** BEGIN Data shown **
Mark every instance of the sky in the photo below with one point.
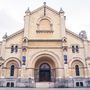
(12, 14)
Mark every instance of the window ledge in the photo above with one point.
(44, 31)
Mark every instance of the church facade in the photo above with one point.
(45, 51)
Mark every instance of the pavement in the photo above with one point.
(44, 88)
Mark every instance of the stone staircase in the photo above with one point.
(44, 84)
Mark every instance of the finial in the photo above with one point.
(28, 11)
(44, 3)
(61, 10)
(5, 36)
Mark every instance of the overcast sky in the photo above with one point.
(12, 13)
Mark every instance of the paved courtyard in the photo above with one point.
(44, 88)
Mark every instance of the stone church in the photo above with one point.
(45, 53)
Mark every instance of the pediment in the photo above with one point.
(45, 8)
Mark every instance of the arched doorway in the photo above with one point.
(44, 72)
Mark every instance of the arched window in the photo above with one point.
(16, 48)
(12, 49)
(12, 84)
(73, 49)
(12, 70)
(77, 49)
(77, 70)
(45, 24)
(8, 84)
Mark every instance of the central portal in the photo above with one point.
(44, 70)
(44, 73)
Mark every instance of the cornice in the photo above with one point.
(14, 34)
** END Data shown **
** BEGIN Data shown **
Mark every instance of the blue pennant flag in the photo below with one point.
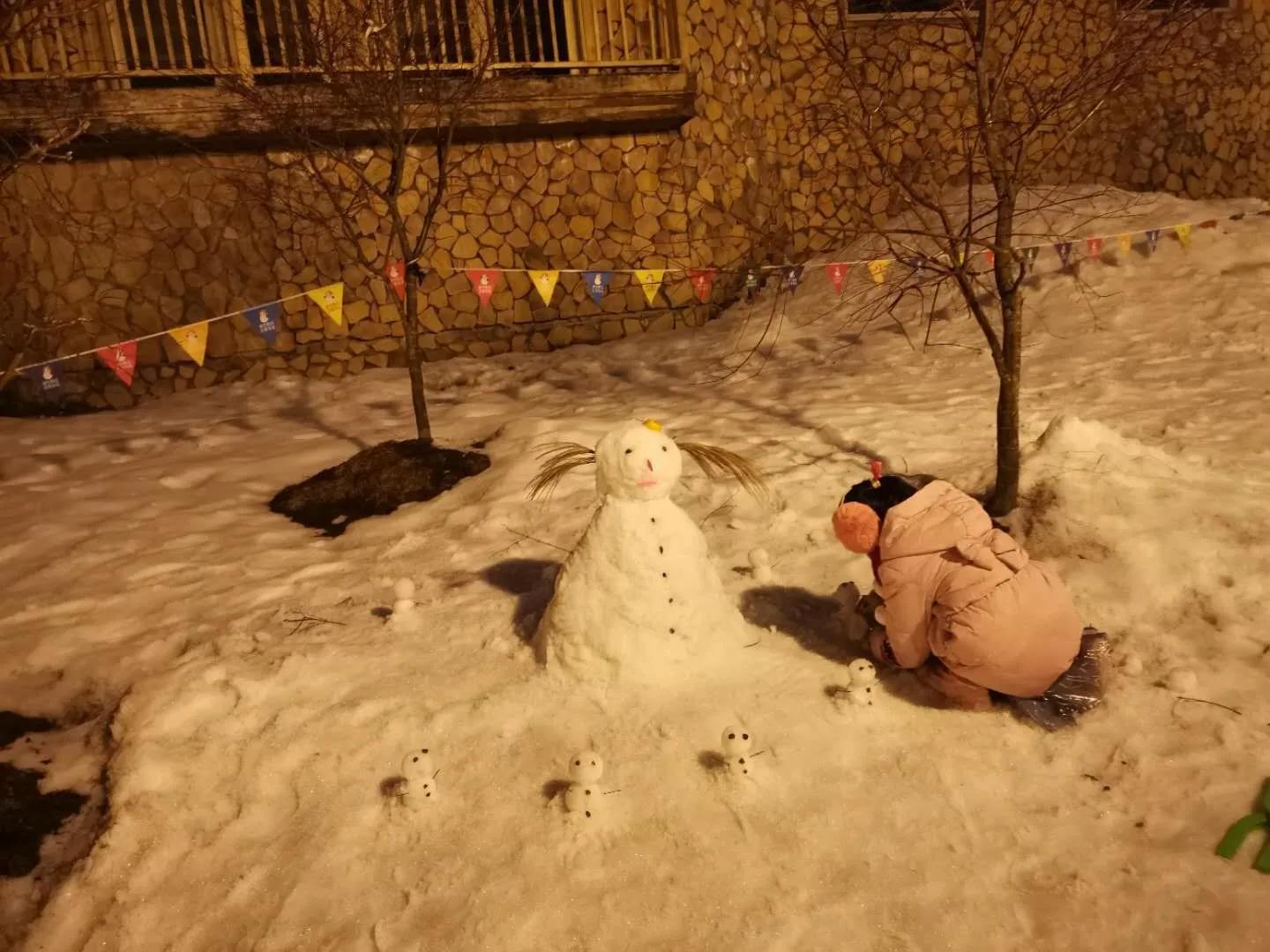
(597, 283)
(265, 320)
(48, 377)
** END Data shown **
# Request
Pick out every line in the entries above that contains the word "window" and copy each of those lines in full.

# Response to the exercise
Mark every instance of the window ledge in the photo above with one point.
Mark every instance of the arched window in the photo above with one point.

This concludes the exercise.